§ What to produce
Convert the items below into a two-column CSV with the header "prompt" and "reply". Give one row for each item, placing its text and its answer each in a single quoted field with line breaks replaced by spaces, and leave out the pictures.

— start of Data in this exercise —

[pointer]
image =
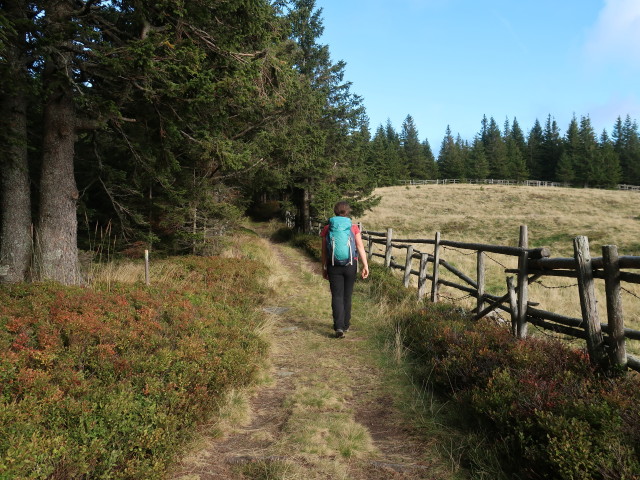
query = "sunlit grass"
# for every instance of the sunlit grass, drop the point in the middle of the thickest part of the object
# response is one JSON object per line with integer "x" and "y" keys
{"x": 492, "y": 214}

— end of Data in this exercise —

§ Output of the task
prompt,reply
"[pointer] image = query = ""sunlit grass"" # for every instance of the sunlit grass, drop the point in the middle of the thickest part of the object # response is one JSON object per line with integer ""x"" and ""y"" keys","{""x"": 492, ""y"": 214}"